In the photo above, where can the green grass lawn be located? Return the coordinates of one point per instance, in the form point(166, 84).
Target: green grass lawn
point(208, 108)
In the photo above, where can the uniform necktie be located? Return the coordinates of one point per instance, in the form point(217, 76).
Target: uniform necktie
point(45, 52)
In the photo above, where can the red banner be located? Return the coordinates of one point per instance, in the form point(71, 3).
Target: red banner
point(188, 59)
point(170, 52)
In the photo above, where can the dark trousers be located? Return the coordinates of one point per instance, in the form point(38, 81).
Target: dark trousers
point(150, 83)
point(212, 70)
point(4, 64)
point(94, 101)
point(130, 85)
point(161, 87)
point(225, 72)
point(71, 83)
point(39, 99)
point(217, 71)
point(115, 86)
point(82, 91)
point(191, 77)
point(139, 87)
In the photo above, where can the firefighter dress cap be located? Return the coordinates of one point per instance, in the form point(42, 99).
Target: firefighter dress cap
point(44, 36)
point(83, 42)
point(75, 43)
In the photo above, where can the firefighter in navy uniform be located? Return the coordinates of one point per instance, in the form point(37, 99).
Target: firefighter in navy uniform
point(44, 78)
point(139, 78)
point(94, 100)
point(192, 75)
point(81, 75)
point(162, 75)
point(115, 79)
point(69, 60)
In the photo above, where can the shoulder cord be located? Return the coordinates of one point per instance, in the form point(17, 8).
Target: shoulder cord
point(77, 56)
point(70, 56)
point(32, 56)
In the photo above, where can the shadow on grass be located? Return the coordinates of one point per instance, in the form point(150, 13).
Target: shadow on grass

===

▶ _What the task asks_: Render all of the material above as a numbered list with one line per entry, leaving out blank lines.

▶ _Complete response_:
1. In the photo above, where can the green grass lawn be located? Return the coordinates of one point per instance, in the form point(166, 84).
2. Target: green grass lawn
3. point(208, 108)
4. In the photo above, where can the uniform necktie be located? Return the coordinates of one point per instance, in the form point(217, 76).
5. Target: uniform necktie
6. point(45, 52)
7. In the photo above, where can the red banner be located? Return the coordinates of one point per instance, in the form point(71, 3).
8. Target: red banner
9. point(188, 59)
10. point(170, 52)
11. In the photo above, where can the dark trousers be located? Return the coordinates of one point per instance, in the form point(38, 81).
12. Target: dark trousers
13. point(150, 83)
14. point(212, 70)
15. point(4, 64)
16. point(94, 101)
17. point(130, 85)
18. point(161, 87)
19. point(225, 72)
20. point(71, 83)
21. point(39, 99)
22. point(217, 71)
23. point(115, 86)
24. point(82, 91)
25. point(191, 77)
26. point(139, 87)
27. In the photo above, where can the firefighter dress cap be located? Return the coordinates of one point per instance, in the form point(42, 99).
28. Target: firefighter dress cap
29. point(44, 36)
30. point(83, 42)
31. point(75, 43)
32. In the photo above, where can the firefighter in navy uniform be located? Return the coordinates of one point per instance, in the form point(37, 99).
33. Target: firefighter in navy uniform
34. point(44, 78)
35. point(139, 78)
36. point(94, 100)
37. point(192, 75)
38. point(81, 75)
39. point(162, 75)
40. point(115, 79)
41. point(69, 60)
42. In the photo above, where can the shoulder cord be located? Return the coordinates of one point per instance, in the form point(17, 8).
43. Target: shoulder cord
44. point(77, 56)
45. point(70, 56)
46. point(32, 56)
47. In the photo above, where can the shadow on grass be located? Return the coordinates of one point per instance, in the form point(150, 13).
48. Target: shadow on grass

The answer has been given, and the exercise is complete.